Task statement =
Please reproduce the stretch of the budget statement text from "The groups, usually" through "the Road NJ.", word for word.

:: Page text ::

Immigrant Organizations Slam Murphy’s Budget Proposal: ‘Essential But Excluded’

The room at today's immigration hearing.

A coalition of immigrants rights organizations slammed Governor Murphy’s FY2021 revised budget over  a lack of relief aid, saying ‘we are essential but excluded’.

The groups, usually key allies of the Governor’s, issued the follow statements:

“Today Governor Murphy sends a message to the half million undocumented immigrant workers and our families that we are expendable. I worked at a food processing plant during the pandemic until I became sick with COVID. Because of my status, I’m ineligible for unemployment, stimulus or food stamps, despite paying taxes every year. Imagine trying to survive and feed your family for nearly five months with no paycheck and no aid? You applaud essential workers, but we don’t need your praise. We need income to keep our families alive. We are essential but excluded. We can’t be Jersey strong if we leave more than a half a million of us behind,” said Felix Gallardo, member of Make the Road NJ.

Maneesha Kelkar, Interim Director of New Jersey Alliance for Immigrant Justice said: “New Jersey’s recovery from the pandemic will not be fully achieved without essential immigrant workers who are at the frontlines as healthcare workers, care providers, and warehouse, grocery store, and agriculture workers. Yet, thousands of New Jersey’s immigrant families and workers have not received any unemployment benefits or COVID19 relief, despite paying into these programs. We are seeing the toll on our families who are struggling to pay bills and put food on the table. New Jersey must acknowledge immigrant contributions and act to ensure immigrant families can live with dignity in the Garden state.”

“It is disappointing that Gov Murphy has failed and left immigrant communities behind.  There is evidence of the importance of including everyone so that we have a recovery in every city in the Garden State. We encourage our legislators to choose equality over oppression. We demand the inclusion of all workers in the budget and in the COVID recovery plan,” said Rosanna Rodríguez, Laundry Workers Center.

“It is incredibly disappointing to know that our state’s leadership has once again forgotten immigrant communities in its COVID-19 recovery efforts. Each day our leaders fail to act, means that more and more families will have to choose between paying for food or  paying their bills. New Jersey’s immigrant communities have been at the front lines of COVID-19 since the beginning, they deserve to be acknowledge and included in financial relief programs,” said Itzel Hernandez, Immigrant Rights Organizer for American Friends Service Committee.

:::
:: Dataset excerpt ::

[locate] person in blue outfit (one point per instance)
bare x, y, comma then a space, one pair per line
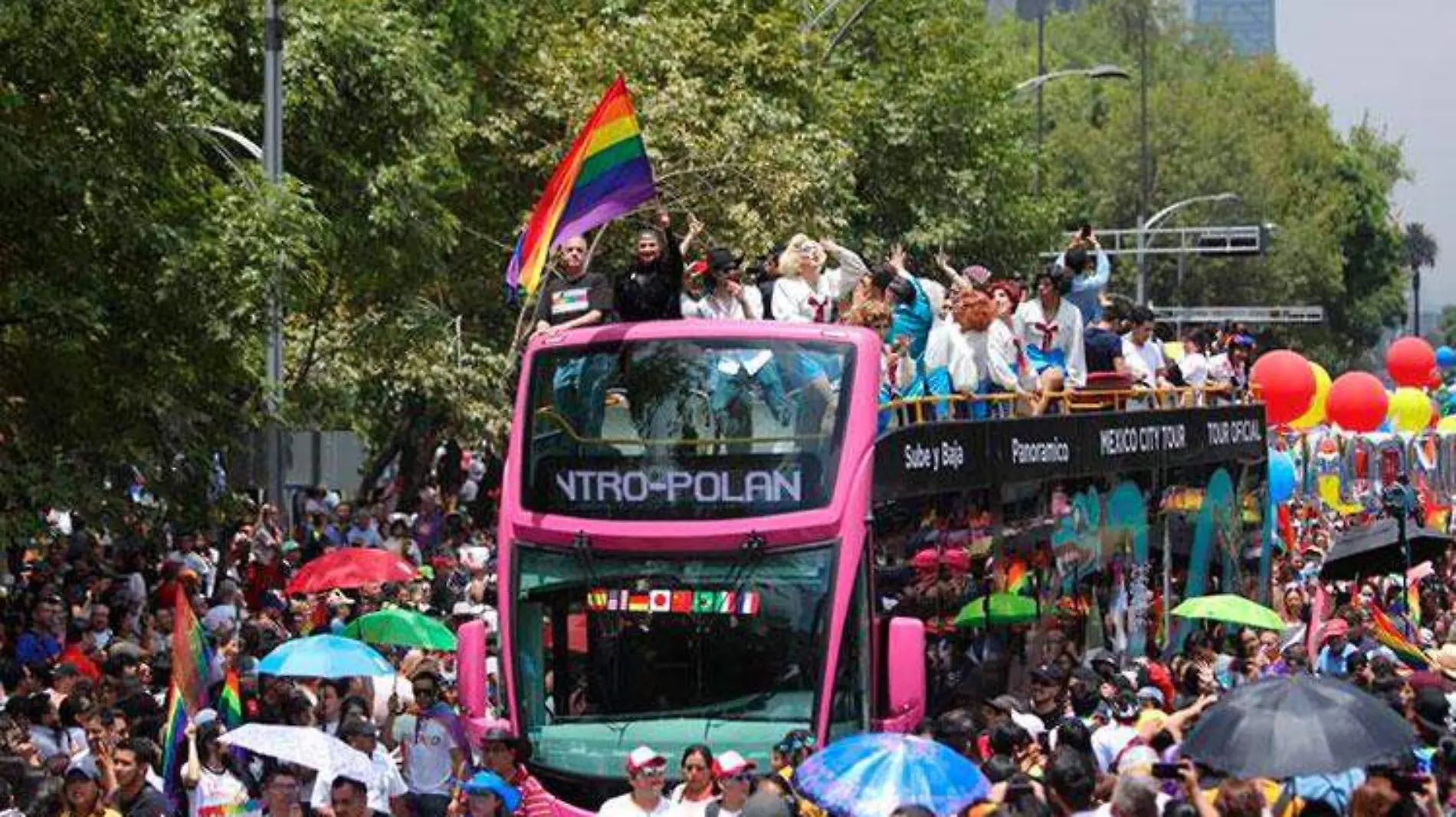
1091, 270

:::

Answer for the task =
The groups, usually key allies of the Governor’s, issued the follow statements:

“Today Governor Murphy sends a message to the half million undocumented immigrant workers and our families that we are expendable. I worked at a food processing plant during the pandemic until I became sick with COVID. Because of my status, I’m ineligible for unemployment, stimulus or food stamps, despite paying taxes every year. Imagine trying to survive and feed your family for nearly five months with no paycheck and no aid? You applaud essential workers, but we don’t need your praise. We need income to keep our families alive. We are essential but excluded. We can’t be Jersey strong if we leave more than a half a million of us behind,” said Felix Gallardo, member of Make the Road NJ.